▶ [Exercise objective]: Repeat word for word the line with "Task: put a point on every instance of the eyebrow" and every line after it until the records below run out.

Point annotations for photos
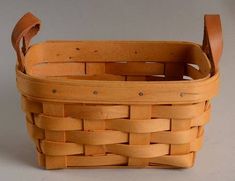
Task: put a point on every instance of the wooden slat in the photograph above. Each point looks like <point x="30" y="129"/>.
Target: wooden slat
<point x="118" y="91"/>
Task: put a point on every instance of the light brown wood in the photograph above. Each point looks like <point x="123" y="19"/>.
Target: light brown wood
<point x="116" y="103"/>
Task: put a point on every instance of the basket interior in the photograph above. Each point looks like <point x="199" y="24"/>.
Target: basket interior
<point x="118" y="60"/>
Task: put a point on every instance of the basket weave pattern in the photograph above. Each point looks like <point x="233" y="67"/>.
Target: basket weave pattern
<point x="85" y="106"/>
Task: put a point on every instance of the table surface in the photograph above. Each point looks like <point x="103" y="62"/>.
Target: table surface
<point x="118" y="20"/>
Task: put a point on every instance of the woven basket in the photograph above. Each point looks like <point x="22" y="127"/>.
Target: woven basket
<point x="116" y="103"/>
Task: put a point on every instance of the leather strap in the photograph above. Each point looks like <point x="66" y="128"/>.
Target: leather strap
<point x="25" y="29"/>
<point x="213" y="40"/>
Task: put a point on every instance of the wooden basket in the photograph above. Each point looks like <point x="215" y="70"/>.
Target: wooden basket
<point x="116" y="103"/>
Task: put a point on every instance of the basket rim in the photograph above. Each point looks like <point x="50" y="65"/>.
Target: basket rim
<point x="123" y="92"/>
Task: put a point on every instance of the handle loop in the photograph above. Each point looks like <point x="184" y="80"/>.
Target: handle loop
<point x="213" y="40"/>
<point x="25" y="29"/>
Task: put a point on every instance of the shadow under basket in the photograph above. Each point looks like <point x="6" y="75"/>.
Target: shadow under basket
<point x="116" y="103"/>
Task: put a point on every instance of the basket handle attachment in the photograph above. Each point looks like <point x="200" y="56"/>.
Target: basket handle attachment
<point x="213" y="40"/>
<point x="25" y="29"/>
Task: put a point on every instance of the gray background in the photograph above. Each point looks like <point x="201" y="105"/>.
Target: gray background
<point x="120" y="20"/>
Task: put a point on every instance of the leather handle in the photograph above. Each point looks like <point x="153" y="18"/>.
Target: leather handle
<point x="25" y="29"/>
<point x="213" y="40"/>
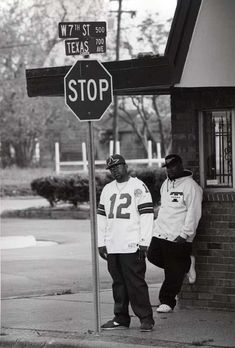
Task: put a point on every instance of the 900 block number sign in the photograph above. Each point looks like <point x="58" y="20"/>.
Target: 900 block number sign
<point x="82" y="29"/>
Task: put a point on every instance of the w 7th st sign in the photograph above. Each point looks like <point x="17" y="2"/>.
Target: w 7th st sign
<point x="88" y="90"/>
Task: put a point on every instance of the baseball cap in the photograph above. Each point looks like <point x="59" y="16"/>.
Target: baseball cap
<point x="172" y="160"/>
<point x="114" y="160"/>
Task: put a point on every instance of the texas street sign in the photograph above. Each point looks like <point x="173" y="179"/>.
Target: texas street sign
<point x="69" y="30"/>
<point x="85" y="46"/>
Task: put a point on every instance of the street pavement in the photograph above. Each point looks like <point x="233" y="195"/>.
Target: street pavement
<point x="69" y="321"/>
<point x="47" y="297"/>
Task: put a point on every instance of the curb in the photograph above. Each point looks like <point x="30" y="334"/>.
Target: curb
<point x="48" y="213"/>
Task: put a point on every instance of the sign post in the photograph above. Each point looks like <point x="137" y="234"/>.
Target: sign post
<point x="94" y="247"/>
<point x="88" y="94"/>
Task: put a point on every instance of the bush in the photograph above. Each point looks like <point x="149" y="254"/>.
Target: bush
<point x="75" y="189"/>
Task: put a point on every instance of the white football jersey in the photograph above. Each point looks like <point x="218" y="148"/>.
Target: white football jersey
<point x="125" y="216"/>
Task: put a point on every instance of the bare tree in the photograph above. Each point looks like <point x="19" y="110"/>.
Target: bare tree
<point x="29" y="39"/>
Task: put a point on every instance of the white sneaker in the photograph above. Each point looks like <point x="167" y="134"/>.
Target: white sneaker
<point x="164" y="309"/>
<point x="192" y="272"/>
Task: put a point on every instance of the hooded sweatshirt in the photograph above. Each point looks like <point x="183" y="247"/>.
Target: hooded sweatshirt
<point x="180" y="210"/>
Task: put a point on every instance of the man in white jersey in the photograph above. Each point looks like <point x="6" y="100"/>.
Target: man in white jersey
<point x="174" y="230"/>
<point x="125" y="224"/>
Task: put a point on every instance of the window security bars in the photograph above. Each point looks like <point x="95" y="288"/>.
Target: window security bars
<point x="218" y="148"/>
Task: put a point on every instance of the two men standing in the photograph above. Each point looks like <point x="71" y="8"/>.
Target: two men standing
<point x="126" y="227"/>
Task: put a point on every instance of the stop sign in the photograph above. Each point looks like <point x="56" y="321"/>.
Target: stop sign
<point x="88" y="89"/>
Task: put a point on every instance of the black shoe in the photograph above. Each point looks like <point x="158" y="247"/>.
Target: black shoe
<point x="113" y="325"/>
<point x="146" y="327"/>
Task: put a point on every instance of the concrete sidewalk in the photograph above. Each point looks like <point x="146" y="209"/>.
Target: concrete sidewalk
<point x="68" y="321"/>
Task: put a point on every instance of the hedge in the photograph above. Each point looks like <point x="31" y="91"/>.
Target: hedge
<point x="74" y="189"/>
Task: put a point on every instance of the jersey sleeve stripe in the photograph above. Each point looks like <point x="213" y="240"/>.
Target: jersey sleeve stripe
<point x="101" y="210"/>
<point x="145" y="205"/>
<point x="145" y="208"/>
<point x="146" y="211"/>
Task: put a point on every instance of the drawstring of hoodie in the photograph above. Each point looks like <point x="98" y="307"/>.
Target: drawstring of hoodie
<point x="167" y="184"/>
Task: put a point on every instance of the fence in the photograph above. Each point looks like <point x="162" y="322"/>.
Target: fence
<point x="83" y="164"/>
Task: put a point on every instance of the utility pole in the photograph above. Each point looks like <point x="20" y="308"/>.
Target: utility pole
<point x="115" y="98"/>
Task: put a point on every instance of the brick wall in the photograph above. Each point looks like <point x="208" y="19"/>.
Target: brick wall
<point x="214" y="245"/>
<point x="214" y="249"/>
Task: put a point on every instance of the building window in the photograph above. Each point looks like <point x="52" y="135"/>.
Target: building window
<point x="217" y="149"/>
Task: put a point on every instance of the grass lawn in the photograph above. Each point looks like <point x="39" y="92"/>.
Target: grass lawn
<point x="18" y="176"/>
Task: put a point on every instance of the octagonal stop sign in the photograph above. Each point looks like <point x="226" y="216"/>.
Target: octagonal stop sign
<point x="88" y="89"/>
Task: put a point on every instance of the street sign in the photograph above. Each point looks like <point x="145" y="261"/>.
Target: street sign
<point x="69" y="30"/>
<point x="88" y="90"/>
<point x="85" y="46"/>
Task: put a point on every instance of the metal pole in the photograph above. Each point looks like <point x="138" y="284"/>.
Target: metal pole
<point x="92" y="195"/>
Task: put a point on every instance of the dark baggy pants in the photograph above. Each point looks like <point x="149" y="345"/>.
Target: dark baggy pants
<point x="128" y="274"/>
<point x="174" y="258"/>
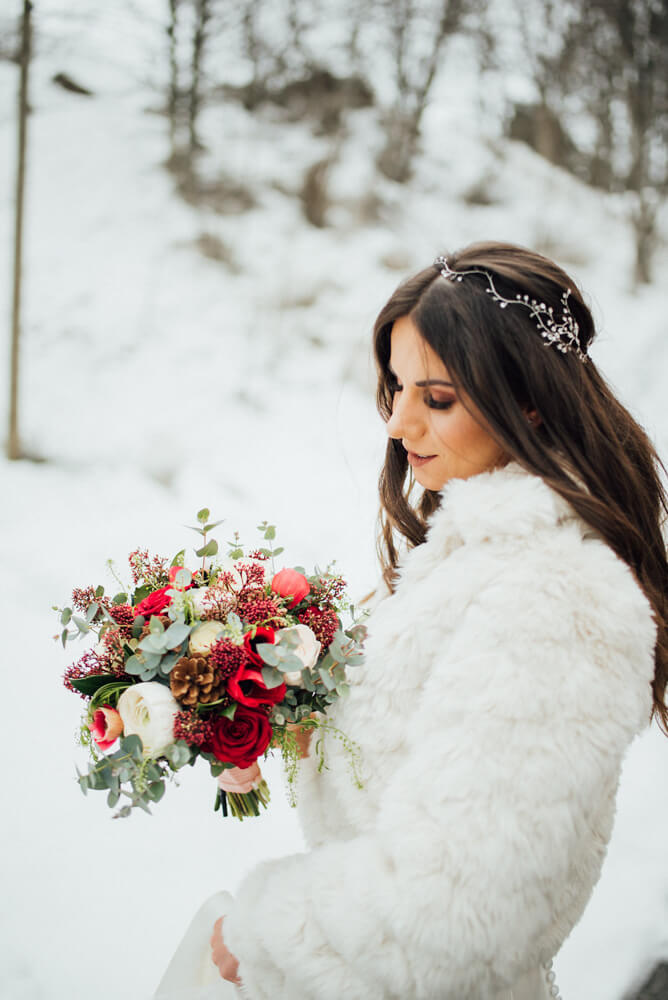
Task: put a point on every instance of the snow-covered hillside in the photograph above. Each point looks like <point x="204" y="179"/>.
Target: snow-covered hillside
<point x="156" y="381"/>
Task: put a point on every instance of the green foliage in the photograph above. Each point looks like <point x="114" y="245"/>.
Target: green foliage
<point x="91" y="684"/>
<point x="128" y="773"/>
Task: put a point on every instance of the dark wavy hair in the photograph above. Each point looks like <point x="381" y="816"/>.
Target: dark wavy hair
<point x="586" y="445"/>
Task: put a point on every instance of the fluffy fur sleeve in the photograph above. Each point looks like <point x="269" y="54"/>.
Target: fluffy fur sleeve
<point x="523" y="722"/>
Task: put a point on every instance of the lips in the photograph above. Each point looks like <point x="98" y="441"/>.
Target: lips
<point x="416" y="460"/>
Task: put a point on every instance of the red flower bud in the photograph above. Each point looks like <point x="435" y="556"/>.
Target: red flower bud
<point x="290" y="583"/>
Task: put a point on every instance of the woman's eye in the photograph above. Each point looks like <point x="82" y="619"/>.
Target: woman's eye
<point x="439" y="404"/>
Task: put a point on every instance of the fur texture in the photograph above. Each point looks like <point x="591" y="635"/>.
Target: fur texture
<point x="504" y="681"/>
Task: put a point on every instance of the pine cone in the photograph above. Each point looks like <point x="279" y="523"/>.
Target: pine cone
<point x="193" y="679"/>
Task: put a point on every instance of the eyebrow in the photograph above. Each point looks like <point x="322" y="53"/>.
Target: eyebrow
<point x="423" y="382"/>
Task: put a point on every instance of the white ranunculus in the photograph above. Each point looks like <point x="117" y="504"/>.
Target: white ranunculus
<point x="307" y="650"/>
<point x="147" y="710"/>
<point x="204" y="636"/>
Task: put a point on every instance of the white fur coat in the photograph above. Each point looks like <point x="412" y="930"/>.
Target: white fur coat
<point x="504" y="681"/>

▶ [Written answer]:
Task: put a point on every instance of the eyebrow in the photograph above. Each point looks like <point x="322" y="53"/>.
Target: eyebrow
<point x="423" y="382"/>
Task: put a point on every instance of the white ranunculus in the photograph above. Each point looks like <point x="117" y="504"/>.
Target: white ranunculus
<point x="307" y="650"/>
<point x="147" y="710"/>
<point x="204" y="636"/>
Task: put a point on every instance of the white fur coat in the photograph above. Each point looks like <point x="412" y="930"/>.
Target: white fur coat
<point x="504" y="681"/>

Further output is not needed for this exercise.